[Exercise material — start]
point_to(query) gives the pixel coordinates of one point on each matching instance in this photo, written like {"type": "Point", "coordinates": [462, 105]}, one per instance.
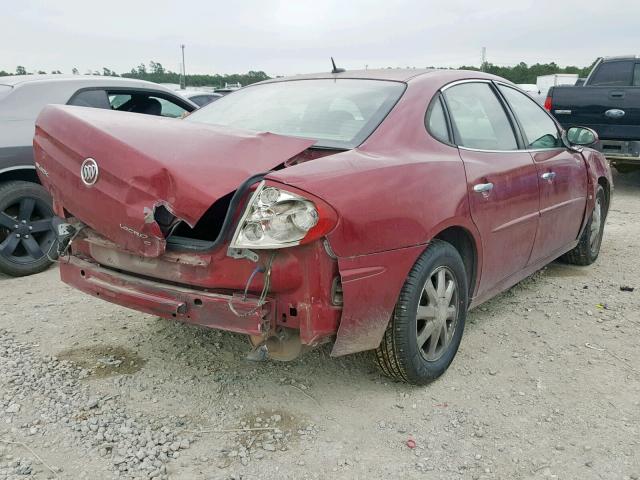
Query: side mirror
{"type": "Point", "coordinates": [582, 136]}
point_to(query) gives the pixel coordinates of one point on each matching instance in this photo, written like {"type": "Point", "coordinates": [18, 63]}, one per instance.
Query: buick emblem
{"type": "Point", "coordinates": [614, 113]}
{"type": "Point", "coordinates": [89, 172]}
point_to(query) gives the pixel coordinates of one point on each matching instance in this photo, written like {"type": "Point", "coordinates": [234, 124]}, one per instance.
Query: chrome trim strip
{"type": "Point", "coordinates": [467, 80]}
{"type": "Point", "coordinates": [516, 221]}
{"type": "Point", "coordinates": [18, 167]}
{"type": "Point", "coordinates": [531, 150]}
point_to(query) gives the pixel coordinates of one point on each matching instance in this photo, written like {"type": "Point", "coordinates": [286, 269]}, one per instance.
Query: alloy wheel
{"type": "Point", "coordinates": [437, 314]}
{"type": "Point", "coordinates": [25, 234]}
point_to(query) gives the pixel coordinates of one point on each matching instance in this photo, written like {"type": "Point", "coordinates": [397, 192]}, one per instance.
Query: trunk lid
{"type": "Point", "coordinates": [144, 162]}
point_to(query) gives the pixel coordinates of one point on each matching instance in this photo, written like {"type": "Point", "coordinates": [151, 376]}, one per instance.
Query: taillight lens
{"type": "Point", "coordinates": [278, 218]}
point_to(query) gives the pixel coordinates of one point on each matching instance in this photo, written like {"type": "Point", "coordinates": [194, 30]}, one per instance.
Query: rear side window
{"type": "Point", "coordinates": [540, 131]}
{"type": "Point", "coordinates": [436, 121]}
{"type": "Point", "coordinates": [90, 98]}
{"type": "Point", "coordinates": [4, 91]}
{"type": "Point", "coordinates": [140, 102]}
{"type": "Point", "coordinates": [478, 118]}
{"type": "Point", "coordinates": [613, 74]}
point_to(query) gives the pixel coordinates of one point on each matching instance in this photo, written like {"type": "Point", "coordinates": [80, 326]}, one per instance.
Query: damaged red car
{"type": "Point", "coordinates": [368, 209]}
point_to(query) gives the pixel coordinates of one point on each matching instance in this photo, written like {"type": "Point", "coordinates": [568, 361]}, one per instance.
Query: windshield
{"type": "Point", "coordinates": [337, 113]}
{"type": "Point", "coordinates": [4, 91]}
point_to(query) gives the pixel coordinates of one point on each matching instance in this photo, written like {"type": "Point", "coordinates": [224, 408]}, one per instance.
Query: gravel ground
{"type": "Point", "coordinates": [546, 385]}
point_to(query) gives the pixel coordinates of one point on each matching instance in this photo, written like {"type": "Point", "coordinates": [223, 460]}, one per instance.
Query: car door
{"type": "Point", "coordinates": [562, 176]}
{"type": "Point", "coordinates": [501, 178]}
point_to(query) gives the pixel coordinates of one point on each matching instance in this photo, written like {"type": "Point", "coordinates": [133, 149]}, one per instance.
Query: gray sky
{"type": "Point", "coordinates": [297, 36]}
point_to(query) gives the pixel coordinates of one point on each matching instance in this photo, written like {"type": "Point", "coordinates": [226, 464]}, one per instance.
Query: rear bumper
{"type": "Point", "coordinates": [188, 305]}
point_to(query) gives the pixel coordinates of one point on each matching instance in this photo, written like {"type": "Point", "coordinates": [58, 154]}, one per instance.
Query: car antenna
{"type": "Point", "coordinates": [336, 69]}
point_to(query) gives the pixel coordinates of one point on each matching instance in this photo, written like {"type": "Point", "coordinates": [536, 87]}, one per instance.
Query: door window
{"type": "Point", "coordinates": [539, 129]}
{"type": "Point", "coordinates": [478, 118]}
{"type": "Point", "coordinates": [613, 74]}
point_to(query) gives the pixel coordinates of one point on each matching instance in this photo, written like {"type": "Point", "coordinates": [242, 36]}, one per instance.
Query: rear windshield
{"type": "Point", "coordinates": [4, 91]}
{"type": "Point", "coordinates": [338, 113]}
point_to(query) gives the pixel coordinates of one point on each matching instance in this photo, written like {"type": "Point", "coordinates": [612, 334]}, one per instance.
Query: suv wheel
{"type": "Point", "coordinates": [25, 234]}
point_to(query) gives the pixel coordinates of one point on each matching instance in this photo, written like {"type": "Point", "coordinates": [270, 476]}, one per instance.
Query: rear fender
{"type": "Point", "coordinates": [371, 285]}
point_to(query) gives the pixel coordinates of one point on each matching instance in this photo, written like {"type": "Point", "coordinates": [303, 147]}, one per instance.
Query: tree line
{"type": "Point", "coordinates": [155, 72]}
[Exercise material — finish]
Pictures stay out; reproduce every line of the records exactly.

* **Response**
point_to(query) gives the pixel coordinates of one point on each matching instance in this photo, written like {"type": "Point", "coordinates": [462, 105]}, one per instance.
Query: side mirror
{"type": "Point", "coordinates": [582, 136]}
point_to(query) gives the pixel coordinates of one point on each matching instance in this photo, written like {"type": "Point", "coordinates": [18, 63]}, one per instance.
Query: buick emblem
{"type": "Point", "coordinates": [614, 113]}
{"type": "Point", "coordinates": [89, 172]}
point_to(query) gives the pixel coordinates of one point on each matching instance in this photo, written like {"type": "Point", "coordinates": [234, 124]}, one per instance.
Query: chrome trim strip
{"type": "Point", "coordinates": [467, 80]}
{"type": "Point", "coordinates": [516, 221]}
{"type": "Point", "coordinates": [18, 167]}
{"type": "Point", "coordinates": [531, 150]}
point_to(query) gives the pixel coordinates of one point on each matching instance in this photo, written like {"type": "Point", "coordinates": [286, 269]}, one per instance.
Query: alloy wheel
{"type": "Point", "coordinates": [437, 314]}
{"type": "Point", "coordinates": [25, 234]}
point_to(query) gives the pixel coordinates of one point on each matching instance in this photo, written like {"type": "Point", "coordinates": [397, 192]}, one per instance.
Query: trunk lid
{"type": "Point", "coordinates": [144, 162]}
point_to(query) gives the pixel coordinates of one point on each matching instance in this photo, written like {"type": "Point", "coordinates": [151, 376]}, one per instance.
Query: taillight lens
{"type": "Point", "coordinates": [278, 218]}
point_to(query) gives the pixel coordinates of one point on each matching instance in this photo, written like {"type": "Point", "coordinates": [194, 30]}, one per instance.
Query: rear side window
{"type": "Point", "coordinates": [540, 131]}
{"type": "Point", "coordinates": [436, 121]}
{"type": "Point", "coordinates": [90, 98]}
{"type": "Point", "coordinates": [4, 91]}
{"type": "Point", "coordinates": [140, 102]}
{"type": "Point", "coordinates": [478, 118]}
{"type": "Point", "coordinates": [613, 74]}
point_to(query) gives the pixel coordinates of one point on each matching instance in this photo, written like {"type": "Point", "coordinates": [80, 326]}, one per instance.
Query: damaged red car
{"type": "Point", "coordinates": [368, 209]}
point_to(query) gives the pixel coordinates of one point on each matching instance in this photo, written like {"type": "Point", "coordinates": [568, 361]}, one per instance.
Query: windshield
{"type": "Point", "coordinates": [337, 113]}
{"type": "Point", "coordinates": [4, 91]}
point_to(query) gives the pixel coordinates of one point on each matching instance in this photo, written like {"type": "Point", "coordinates": [224, 408]}, one per instance.
Query: gravel ground
{"type": "Point", "coordinates": [546, 385]}
point_to(query) gives the pixel coordinates of one point on each matching instance in this photo, written like {"type": "Point", "coordinates": [223, 460]}, one per instance.
Query: car door
{"type": "Point", "coordinates": [562, 176]}
{"type": "Point", "coordinates": [501, 178]}
point_to(query) gives the pixel coordinates of one point on each matching instance in this photo, written like {"type": "Point", "coordinates": [133, 149]}, one per instance.
Query: gray sky
{"type": "Point", "coordinates": [297, 36]}
point_to(query) gives the pixel coordinates of one point on each matching instance in this photo, written like {"type": "Point", "coordinates": [226, 464]}, one per instance.
Query: rear bumper
{"type": "Point", "coordinates": [188, 305]}
point_to(query) gives the pixel coordinates of one point on each matching instance in this photo, written like {"type": "Point", "coordinates": [58, 154]}, one per instance.
Query: car antenna
{"type": "Point", "coordinates": [336, 69]}
point_to(query) gives the pixel coordinates of one point on each matching instance in this photo, written like {"type": "Point", "coordinates": [536, 87]}, one per instance.
Query: door window
{"type": "Point", "coordinates": [539, 129]}
{"type": "Point", "coordinates": [478, 118]}
{"type": "Point", "coordinates": [613, 74]}
point_to(query) gives the pixel coordinates of one point on each matching instance in this photo, written like {"type": "Point", "coordinates": [242, 36]}, one per instance.
Query: rear windshield
{"type": "Point", "coordinates": [4, 91]}
{"type": "Point", "coordinates": [338, 113]}
point_to(query) gives the pixel coordinates of one point on each matching instance in this photo, written like {"type": "Point", "coordinates": [612, 334]}, one per instance.
Query: suv wheel
{"type": "Point", "coordinates": [25, 234]}
point_to(query) gives the pixel coordinates of one point on each matching instance in this photo, written like {"type": "Point", "coordinates": [270, 476]}, one per instance.
Query: rear fender
{"type": "Point", "coordinates": [371, 285]}
point_to(query) gives the pixel coordinates of one point on each matching instance in this photo, written like {"type": "Point", "coordinates": [303, 147]}, one per instance.
Query: tree line
{"type": "Point", "coordinates": [155, 72]}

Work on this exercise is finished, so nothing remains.